Look through the lines below and copy each one that includes "building".

### Exercise data

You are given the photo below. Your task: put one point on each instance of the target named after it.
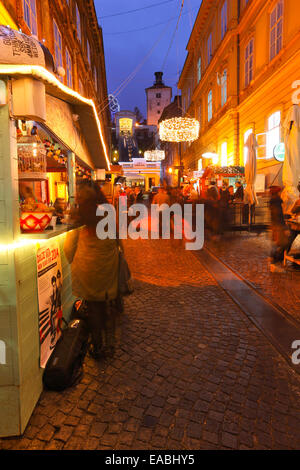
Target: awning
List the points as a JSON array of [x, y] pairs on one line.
[[40, 58]]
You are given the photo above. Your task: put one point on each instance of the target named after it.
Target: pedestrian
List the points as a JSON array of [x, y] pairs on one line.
[[231, 193], [294, 229], [212, 209], [94, 265], [161, 199], [224, 208], [239, 193], [280, 233]]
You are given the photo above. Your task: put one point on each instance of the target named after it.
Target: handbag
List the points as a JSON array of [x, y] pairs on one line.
[[125, 283]]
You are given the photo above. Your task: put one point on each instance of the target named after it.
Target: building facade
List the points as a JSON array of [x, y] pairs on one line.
[[70, 30], [242, 62], [41, 105], [158, 97]]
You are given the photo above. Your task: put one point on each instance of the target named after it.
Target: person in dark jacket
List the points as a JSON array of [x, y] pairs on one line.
[[280, 233], [212, 208], [239, 194], [224, 207]]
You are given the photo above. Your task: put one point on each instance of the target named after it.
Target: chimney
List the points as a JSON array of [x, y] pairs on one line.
[[158, 76]]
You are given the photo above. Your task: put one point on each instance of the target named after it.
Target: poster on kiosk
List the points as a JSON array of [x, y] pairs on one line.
[[49, 276]]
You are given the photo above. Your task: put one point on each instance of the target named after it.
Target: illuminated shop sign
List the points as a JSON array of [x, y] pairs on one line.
[[125, 125], [279, 152]]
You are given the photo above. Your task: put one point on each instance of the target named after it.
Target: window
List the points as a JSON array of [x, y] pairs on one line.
[[81, 90], [88, 51], [273, 134], [209, 106], [209, 48], [78, 23], [224, 19], [57, 45], [199, 70], [246, 135], [224, 88], [69, 69], [224, 154], [249, 62], [29, 8], [276, 22], [95, 78]]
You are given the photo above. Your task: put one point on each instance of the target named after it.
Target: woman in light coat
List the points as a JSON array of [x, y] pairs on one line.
[[94, 265]]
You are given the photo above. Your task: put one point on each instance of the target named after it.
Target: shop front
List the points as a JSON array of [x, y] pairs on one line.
[[50, 137]]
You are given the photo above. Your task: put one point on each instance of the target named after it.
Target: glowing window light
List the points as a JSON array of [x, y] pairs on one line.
[[154, 155], [224, 154], [179, 130], [42, 74]]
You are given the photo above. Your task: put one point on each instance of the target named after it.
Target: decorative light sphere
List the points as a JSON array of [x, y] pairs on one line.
[[180, 129], [154, 155]]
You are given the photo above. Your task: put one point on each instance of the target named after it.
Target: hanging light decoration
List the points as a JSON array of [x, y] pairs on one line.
[[154, 155], [179, 129]]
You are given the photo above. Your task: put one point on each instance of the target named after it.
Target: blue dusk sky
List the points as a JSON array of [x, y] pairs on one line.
[[144, 41]]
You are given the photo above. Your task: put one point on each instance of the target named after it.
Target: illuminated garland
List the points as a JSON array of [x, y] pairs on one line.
[[179, 130], [154, 155]]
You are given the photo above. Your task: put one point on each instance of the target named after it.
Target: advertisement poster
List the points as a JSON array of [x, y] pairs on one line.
[[17, 48], [49, 274]]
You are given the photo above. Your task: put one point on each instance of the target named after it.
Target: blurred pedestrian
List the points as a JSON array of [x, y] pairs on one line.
[[224, 208], [280, 232], [94, 266]]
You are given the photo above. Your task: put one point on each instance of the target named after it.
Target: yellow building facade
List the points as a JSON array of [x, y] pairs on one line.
[[243, 59]]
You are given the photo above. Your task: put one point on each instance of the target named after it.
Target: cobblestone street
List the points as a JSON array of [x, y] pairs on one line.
[[190, 370], [248, 255]]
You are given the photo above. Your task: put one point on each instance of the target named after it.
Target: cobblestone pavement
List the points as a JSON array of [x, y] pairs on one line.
[[190, 372], [248, 255]]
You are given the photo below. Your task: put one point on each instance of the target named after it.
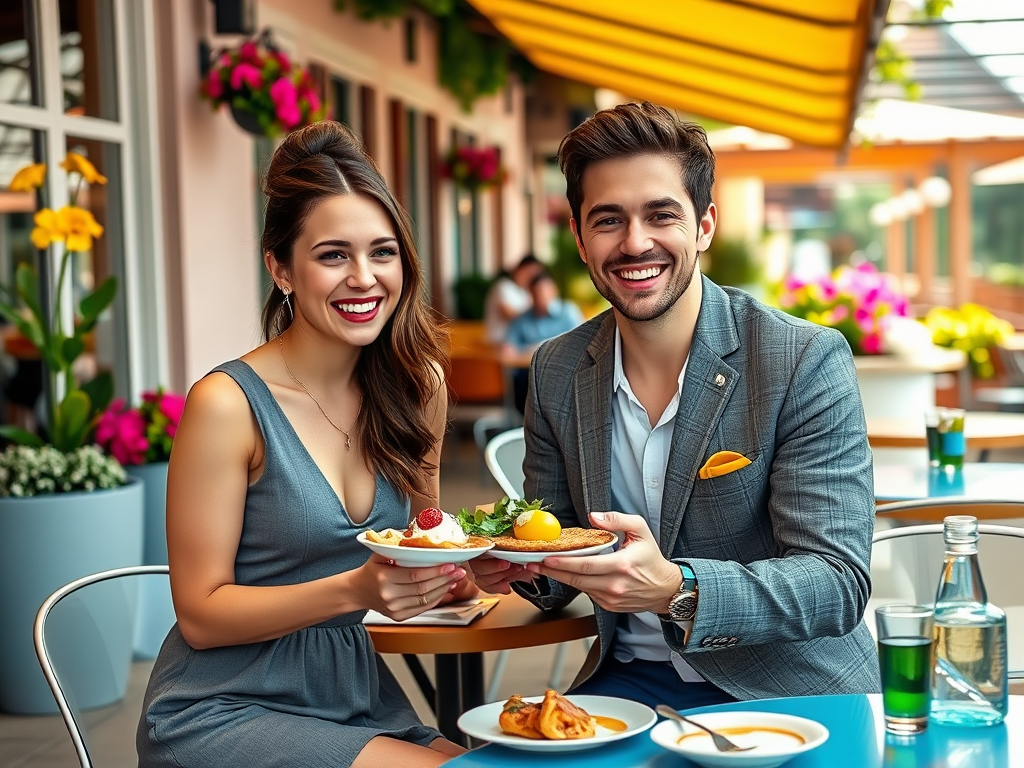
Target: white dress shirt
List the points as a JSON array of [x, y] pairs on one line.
[[639, 461]]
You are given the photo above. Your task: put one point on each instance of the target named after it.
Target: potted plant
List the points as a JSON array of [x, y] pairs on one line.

######

## Exercise result
Target: building facade
Target: yellow building facade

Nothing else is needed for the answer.